- Problem requirements:
Please rewrite the records below, switching "dirt path" to "gravel road" everywhere it occurs and leaving everything else unchanged.

- Dataset:

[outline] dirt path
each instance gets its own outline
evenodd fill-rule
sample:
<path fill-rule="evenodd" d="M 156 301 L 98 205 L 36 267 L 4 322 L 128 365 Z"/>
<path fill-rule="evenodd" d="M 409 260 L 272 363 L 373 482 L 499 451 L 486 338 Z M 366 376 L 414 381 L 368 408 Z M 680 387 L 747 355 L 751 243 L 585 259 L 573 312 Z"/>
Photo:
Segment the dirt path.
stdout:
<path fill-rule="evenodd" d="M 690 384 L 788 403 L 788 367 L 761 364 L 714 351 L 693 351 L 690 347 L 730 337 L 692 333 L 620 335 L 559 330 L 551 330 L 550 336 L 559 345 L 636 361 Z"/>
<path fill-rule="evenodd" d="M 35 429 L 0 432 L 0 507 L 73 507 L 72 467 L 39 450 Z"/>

- Correct answer:
[outline] gravel road
each instance gets its own outline
evenodd fill-rule
sample:
<path fill-rule="evenodd" d="M 156 301 L 98 205 L 36 267 L 4 322 L 128 365 Z"/>
<path fill-rule="evenodd" d="M 409 260 L 272 363 L 373 482 L 499 451 L 486 338 Z M 366 376 L 414 381 L 368 408 Z M 680 387 L 747 355 L 751 243 L 585 259 L 573 312 Z"/>
Photo:
Segment the gravel road.
stdout:
<path fill-rule="evenodd" d="M 690 384 L 788 403 L 788 367 L 761 364 L 714 351 L 693 351 L 690 347 L 730 337 L 692 333 L 620 335 L 559 330 L 551 330 L 550 336 L 559 345 L 636 361 Z"/>
<path fill-rule="evenodd" d="M 35 429 L 0 432 L 0 507 L 73 507 L 72 467 L 39 450 Z"/>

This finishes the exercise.